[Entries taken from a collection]
[Start of section]

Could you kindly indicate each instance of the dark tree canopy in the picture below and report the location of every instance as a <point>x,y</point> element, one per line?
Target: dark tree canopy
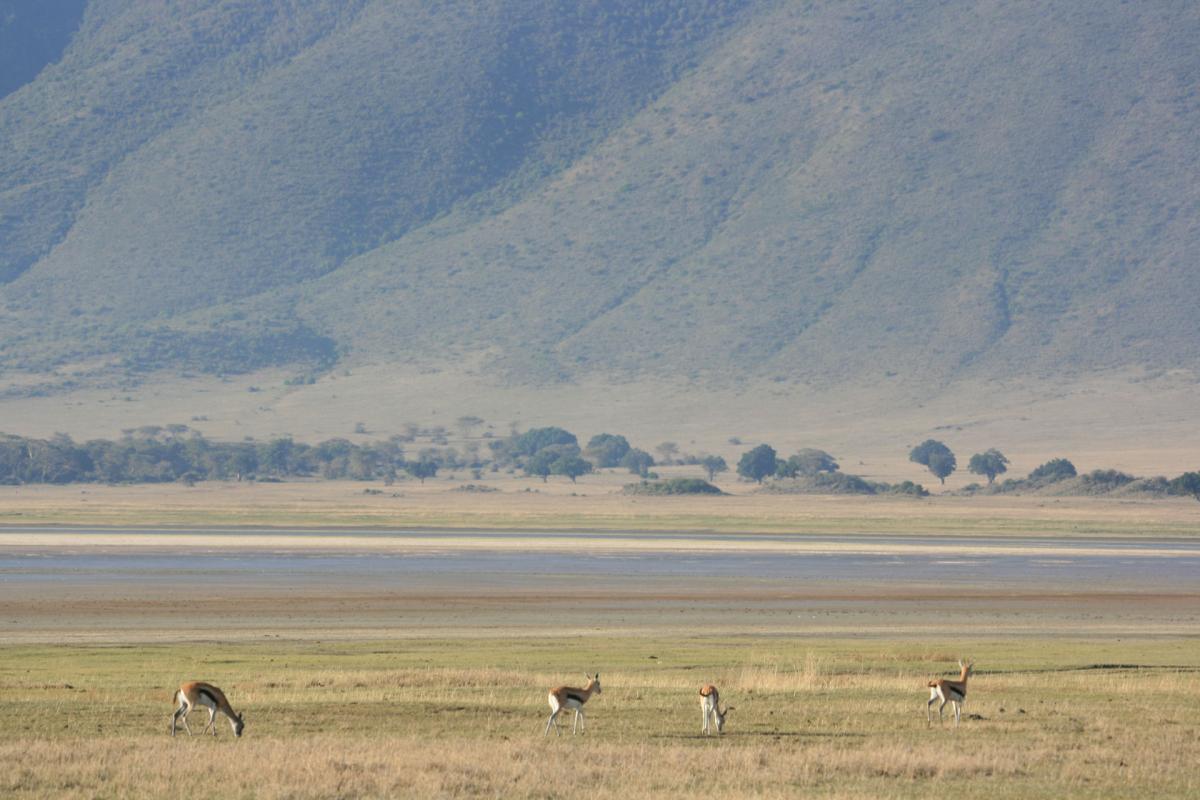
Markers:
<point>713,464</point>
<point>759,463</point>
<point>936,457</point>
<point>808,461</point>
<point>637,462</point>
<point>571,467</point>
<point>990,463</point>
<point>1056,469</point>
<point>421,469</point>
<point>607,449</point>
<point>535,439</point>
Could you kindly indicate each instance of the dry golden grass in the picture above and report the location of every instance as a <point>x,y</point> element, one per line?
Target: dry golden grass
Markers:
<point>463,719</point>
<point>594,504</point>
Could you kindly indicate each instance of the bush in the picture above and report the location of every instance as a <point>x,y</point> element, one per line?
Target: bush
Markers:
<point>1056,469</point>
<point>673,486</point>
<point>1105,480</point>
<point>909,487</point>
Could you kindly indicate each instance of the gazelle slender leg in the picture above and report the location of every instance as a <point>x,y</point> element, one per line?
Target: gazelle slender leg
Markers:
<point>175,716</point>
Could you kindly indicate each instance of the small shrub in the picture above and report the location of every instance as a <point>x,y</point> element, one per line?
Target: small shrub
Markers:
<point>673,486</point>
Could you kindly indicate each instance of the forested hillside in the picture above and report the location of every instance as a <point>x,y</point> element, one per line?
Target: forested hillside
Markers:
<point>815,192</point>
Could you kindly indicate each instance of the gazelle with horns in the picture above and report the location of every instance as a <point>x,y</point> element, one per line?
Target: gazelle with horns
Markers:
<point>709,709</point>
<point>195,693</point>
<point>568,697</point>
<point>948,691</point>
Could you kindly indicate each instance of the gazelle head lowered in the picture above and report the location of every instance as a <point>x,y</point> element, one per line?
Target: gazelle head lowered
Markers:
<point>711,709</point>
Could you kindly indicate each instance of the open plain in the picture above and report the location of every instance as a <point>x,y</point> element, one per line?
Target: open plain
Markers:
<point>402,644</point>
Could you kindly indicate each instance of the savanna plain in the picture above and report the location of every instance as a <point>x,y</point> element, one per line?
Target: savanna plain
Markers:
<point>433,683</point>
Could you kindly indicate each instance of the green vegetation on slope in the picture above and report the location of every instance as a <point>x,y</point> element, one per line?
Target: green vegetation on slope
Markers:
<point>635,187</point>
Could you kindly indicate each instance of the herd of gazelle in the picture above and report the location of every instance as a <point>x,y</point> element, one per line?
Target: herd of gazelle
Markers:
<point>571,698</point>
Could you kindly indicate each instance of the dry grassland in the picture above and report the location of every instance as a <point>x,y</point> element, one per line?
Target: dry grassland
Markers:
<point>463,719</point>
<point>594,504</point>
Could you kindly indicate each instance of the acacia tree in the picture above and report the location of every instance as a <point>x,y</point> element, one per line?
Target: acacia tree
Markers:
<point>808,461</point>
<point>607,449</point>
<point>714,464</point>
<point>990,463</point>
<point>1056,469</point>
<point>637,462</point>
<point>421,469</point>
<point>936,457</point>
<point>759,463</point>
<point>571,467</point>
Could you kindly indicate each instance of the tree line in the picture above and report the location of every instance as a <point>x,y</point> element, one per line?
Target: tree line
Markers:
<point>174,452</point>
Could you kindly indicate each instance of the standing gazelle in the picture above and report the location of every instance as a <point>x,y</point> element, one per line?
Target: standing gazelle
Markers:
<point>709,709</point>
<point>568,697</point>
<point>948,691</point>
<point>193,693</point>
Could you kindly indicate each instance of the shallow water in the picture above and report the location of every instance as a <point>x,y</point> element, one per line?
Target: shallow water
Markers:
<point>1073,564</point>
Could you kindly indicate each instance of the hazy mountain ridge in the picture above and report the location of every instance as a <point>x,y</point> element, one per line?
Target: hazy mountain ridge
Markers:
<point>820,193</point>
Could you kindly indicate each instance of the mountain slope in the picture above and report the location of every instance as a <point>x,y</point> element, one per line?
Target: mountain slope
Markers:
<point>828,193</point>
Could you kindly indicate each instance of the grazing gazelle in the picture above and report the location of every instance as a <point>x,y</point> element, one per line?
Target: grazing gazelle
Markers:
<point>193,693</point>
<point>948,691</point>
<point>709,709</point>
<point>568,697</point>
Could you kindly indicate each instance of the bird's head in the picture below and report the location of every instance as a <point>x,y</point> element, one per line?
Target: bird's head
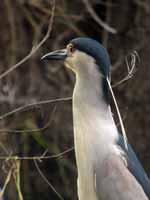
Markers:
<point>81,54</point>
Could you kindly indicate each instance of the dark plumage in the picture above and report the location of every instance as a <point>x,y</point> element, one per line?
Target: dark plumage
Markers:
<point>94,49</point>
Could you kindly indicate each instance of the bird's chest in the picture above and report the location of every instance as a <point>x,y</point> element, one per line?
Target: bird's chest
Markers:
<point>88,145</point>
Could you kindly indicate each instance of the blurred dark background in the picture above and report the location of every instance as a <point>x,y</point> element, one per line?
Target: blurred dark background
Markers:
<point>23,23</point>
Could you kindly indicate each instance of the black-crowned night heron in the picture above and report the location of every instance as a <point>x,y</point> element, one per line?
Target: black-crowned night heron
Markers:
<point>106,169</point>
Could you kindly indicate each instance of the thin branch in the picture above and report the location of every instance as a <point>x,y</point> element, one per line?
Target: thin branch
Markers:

[End of section]

• [WORK ORDER]: Show a copy of each line from the data that includes the word "green".

• [ANSWER BELOW]:
Could you kindly indicate each instance of the green vegetation on slope in the picture above and report the location of every instance as a <point>x,y</point> element, one per line?
Target: green vegetation on slope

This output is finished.